Problem statement: The entries should be written out again exactly as they read.

[Information supplied]

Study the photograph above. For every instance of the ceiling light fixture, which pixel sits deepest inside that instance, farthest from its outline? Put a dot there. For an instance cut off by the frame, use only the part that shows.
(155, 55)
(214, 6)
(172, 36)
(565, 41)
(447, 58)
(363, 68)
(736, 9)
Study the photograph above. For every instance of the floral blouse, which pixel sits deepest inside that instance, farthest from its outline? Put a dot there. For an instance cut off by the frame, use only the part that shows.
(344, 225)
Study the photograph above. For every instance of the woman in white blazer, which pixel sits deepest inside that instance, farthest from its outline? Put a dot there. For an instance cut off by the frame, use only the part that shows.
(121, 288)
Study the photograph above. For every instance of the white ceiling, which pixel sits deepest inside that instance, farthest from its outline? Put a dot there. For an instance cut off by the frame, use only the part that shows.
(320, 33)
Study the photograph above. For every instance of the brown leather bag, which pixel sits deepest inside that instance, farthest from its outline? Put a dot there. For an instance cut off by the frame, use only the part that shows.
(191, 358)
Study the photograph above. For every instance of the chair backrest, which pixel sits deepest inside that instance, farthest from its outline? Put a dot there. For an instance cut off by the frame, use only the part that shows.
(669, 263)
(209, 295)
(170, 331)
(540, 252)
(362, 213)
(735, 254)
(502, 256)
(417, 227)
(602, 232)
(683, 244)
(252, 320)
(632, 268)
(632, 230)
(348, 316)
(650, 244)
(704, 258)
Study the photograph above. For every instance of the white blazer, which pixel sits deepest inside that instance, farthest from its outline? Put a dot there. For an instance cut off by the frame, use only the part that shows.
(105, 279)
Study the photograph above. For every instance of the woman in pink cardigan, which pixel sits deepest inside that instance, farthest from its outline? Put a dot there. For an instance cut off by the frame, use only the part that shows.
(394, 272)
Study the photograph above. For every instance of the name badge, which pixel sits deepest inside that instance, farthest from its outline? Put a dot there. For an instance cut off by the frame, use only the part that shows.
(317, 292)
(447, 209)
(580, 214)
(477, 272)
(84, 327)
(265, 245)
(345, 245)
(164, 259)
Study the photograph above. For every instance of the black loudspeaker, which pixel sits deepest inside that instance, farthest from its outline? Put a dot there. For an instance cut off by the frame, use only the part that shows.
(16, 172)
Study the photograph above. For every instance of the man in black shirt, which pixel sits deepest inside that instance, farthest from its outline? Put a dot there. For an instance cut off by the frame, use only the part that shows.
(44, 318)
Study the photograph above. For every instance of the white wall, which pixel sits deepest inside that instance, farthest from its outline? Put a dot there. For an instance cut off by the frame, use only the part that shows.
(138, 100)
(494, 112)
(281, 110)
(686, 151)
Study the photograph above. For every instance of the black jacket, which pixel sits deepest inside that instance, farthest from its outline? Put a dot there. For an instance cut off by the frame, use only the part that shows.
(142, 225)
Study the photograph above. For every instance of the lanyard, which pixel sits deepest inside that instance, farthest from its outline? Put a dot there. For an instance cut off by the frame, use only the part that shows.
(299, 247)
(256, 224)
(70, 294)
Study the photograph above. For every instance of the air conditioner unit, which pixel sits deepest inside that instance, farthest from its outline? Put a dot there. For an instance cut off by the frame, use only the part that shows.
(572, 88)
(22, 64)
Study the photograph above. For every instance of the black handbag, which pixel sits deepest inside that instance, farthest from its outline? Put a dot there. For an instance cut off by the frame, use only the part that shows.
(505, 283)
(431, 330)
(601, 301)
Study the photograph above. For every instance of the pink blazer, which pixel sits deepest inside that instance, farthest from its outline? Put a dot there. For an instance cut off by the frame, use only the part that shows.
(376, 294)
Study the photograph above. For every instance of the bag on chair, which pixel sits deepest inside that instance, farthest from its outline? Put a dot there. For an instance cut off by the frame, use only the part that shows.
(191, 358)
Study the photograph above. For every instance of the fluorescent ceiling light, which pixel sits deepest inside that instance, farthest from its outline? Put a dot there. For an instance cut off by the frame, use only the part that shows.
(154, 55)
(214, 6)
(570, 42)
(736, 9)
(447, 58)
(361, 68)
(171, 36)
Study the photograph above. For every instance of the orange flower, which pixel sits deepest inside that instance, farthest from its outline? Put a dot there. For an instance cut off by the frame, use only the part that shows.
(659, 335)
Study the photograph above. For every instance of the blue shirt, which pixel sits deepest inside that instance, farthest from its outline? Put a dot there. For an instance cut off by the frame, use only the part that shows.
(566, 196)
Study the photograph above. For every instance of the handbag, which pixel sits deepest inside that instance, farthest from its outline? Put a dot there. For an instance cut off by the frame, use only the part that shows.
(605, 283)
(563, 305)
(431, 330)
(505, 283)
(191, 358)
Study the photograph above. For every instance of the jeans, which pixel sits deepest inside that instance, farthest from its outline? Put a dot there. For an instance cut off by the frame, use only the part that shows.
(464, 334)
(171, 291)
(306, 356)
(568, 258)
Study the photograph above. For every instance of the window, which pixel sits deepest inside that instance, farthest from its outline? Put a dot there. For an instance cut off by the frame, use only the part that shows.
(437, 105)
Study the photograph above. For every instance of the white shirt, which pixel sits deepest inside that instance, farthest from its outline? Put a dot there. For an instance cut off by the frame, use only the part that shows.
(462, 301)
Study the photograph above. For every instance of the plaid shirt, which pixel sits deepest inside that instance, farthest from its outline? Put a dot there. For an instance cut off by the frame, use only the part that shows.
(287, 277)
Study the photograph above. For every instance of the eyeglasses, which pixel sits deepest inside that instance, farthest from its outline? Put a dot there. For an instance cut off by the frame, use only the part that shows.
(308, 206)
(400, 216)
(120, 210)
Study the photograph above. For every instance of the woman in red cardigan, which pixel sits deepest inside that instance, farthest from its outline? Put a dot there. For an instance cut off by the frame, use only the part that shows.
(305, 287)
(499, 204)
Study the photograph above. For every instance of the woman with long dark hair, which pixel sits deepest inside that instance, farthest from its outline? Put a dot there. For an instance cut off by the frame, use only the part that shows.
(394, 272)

[/Information supplied]

The answer:
Study the photograph above. For every instance of the ceiling light fixture, which pixel sits deepest inside that instance, farthest from its outline? Put a dot there. For an instance cut off by the frame, use only the part that shows.
(155, 55)
(214, 6)
(172, 36)
(565, 41)
(447, 58)
(363, 68)
(736, 9)
Study the photograph above. For every instance of the floral blouse, which pixel sits deepest inside that instance, farthest from its outline? Put a dot there. For an instance cut off by the frame, use only the part that shows.
(344, 225)
Study the photograph above. For every instance of the woman in white blazer, which pixel sits deepest inside that instance, farthest from its outline? Put a dot there. For an instance cut off by the frame, use only the part that shows.
(121, 288)
Study the photograph above. For every instance of the white ceiling, which pixel sits deepest inside that instance, farthest from its outline? Put a dot there. For an instance cut off by the frame, use only the part that shows.
(320, 33)
Study the photograph above. For every instance of the brown leather bag, which pixel sits deepest inside that instance, farthest from its outline? Put a dot there. For an instance cut off by the frame, use only the part that shows.
(191, 358)
Study the photograph above. For every instance of the chair backrest, which pixel sits deepest inside that instance, farthest from its outline? Put a dot there. For an instance cut off by the frame, use only the part that shows.
(669, 263)
(209, 295)
(170, 331)
(540, 252)
(362, 213)
(735, 254)
(502, 256)
(417, 227)
(602, 232)
(683, 244)
(252, 320)
(632, 268)
(632, 230)
(348, 316)
(650, 244)
(704, 258)
Study the photograph above. For every instance of the white blazer, which pixel sits deepest inside that instance, farthest from its outline? Put a dot there. For an instance cut off by the frame, use only the part that shows.
(105, 279)
Study the photograph above. For every instance of the woman in pink cardigan, which pixel sits deepest inside that instance, farthest from its outline? Put a dot there. For an instance cut off by the frame, use only the part that shows.
(394, 272)
Study the photograph above. For every instance of the name badge, which pixel sits deepest inside that instance, farthest from its outline? Put a dot there. For an instance cut off by the frame, use only the part that shows.
(317, 292)
(447, 209)
(580, 214)
(477, 272)
(84, 327)
(265, 245)
(345, 245)
(164, 259)
Study the photograph above. For every instance of the black loudspeaker, which pixel sits deepest inside that instance, farthest from its outline? Put a dot there. For an instance cut off by the frame, use only the part that shows.
(16, 172)
Study the photograph above. For every instance of the man in black shirt, which pixel sits deepest inside that instance, farthest from its outline? Put a dot there. For an instance cut off by the frame, use only the part that shows.
(44, 318)
Study the photograph above. For every instance of the white wall, which pixel sits deepest inside that instance, farthest from its outline? Put a dot there. For an instance cut off by the frame, use only the part that shows.
(138, 100)
(494, 112)
(281, 110)
(686, 151)
Study the photograph above. For every instance of the black jacket, which pixel sits deepest inside that instance, farthest from its outline? Put a dot there. For an instance cut off by the frame, use only the part that shows.
(142, 225)
Study the photograph above. For every instance of the lanyard, which pixel sits deepest inside that instance, farthest from its outline? Put a dot there. For an instance cut off by the frame, use only the part that shows.
(299, 247)
(256, 224)
(70, 294)
Study the photograph above. For every instance of the air conditioner unit, which pixel sits deepest inside that instance, farthest from its outline? Put a dot there. For an instance cut off by the frame, use only the part that shows.
(572, 88)
(22, 64)
Study the photograph above. For every instance of the black handbag, which pixel sits deepest inside that instance, farthest from its outline? Put a dot there. For an instance cut off by the frame, use only the part that shows.
(505, 283)
(431, 330)
(601, 301)
Study the photograph above. For every instance of the pink blazer, which pixel sits deepest inside that instance, farthest from its outline? Put a dot there. For an instance cut off by the frame, use only the part that shows.
(376, 294)
Study the photograph above. For every instance of the bag on chair, which pixel sits deepest inside that instance, farthest from its outline? Put a dot there. For an instance cut off by the frame, use only the part that shows.
(191, 358)
Study the photograph above. For every instance of the fluorescent ceiling light, which pixel sits deepest inside that instance, farthest from its outline? Put a dot there. For an instance cut off by the frame, use only the part that shows.
(154, 55)
(214, 6)
(570, 42)
(736, 9)
(447, 58)
(361, 68)
(171, 36)
Study the photograph above. For every instance of the orange flower, which pixel sits deepest inside that instance, farthest from its outline? Put a dot there. For an instance cut off by the frame, use only the part that shows.
(659, 335)
Study the photograph above. For every instance of the blue shirt, which pixel sits deepest inside that instance, farthest from its outline? Put a dot there. For an instance cut off by the frame, use only the part that shows.
(566, 196)
Study the photograph above. For every instance of the handbag, which pixel sits deepest inside that instance, farthest from its outline? Put a dot there. For an instance cut off by the frame, use only the part that shows.
(605, 283)
(563, 305)
(431, 330)
(505, 283)
(191, 358)
Study the photograph above. For every instance of the jeans, which pixel sits deepest inside that instance, farthest from its outline? Put a dot there. For an instance cut off by the frame, use only the part that shows.
(464, 334)
(171, 291)
(306, 356)
(568, 258)
Study the photograph above. For every instance of the window, which pixel sits deepest inside that instance, farthest from its outline? Put a dot there. For an instance cut off by the frame, use only the part that shows.
(437, 105)
Study the photograph above. For every instance of the white shirt, which pixel sits deepest inside that instance, farthest from its outline? Put a dot there. For an instance cut off by the frame, use only the part that shows.
(462, 301)
Study the photograph above. For every instance of the plaid shirt, which pixel sits deepest inside that instance, farthest from its outline? Put a dot there. For an instance cut off by the frame, use only the part that shows.
(287, 277)
Study the photograph above. For every instance of the eyeglasses, which pixel sits deepest inside that instance, farthest from its outline? Put a dot there. For an instance cut off by the frame, use only the part that shows.
(308, 206)
(400, 216)
(120, 210)
Study the photograph above. For every instance of the woman in red cardigan, which pixel sits deepest inside that instance, farthest from its outline? Put a dot there. For an instance cut off by the frame, use only the part that shows.
(305, 287)
(499, 204)
Study the photograph above. For every instance of the woman with long dark hair, which pixel sits deepest inside that instance, farthest from its outline? Put a dot there. For an instance cut off by the frame, use only the part that shows.
(394, 272)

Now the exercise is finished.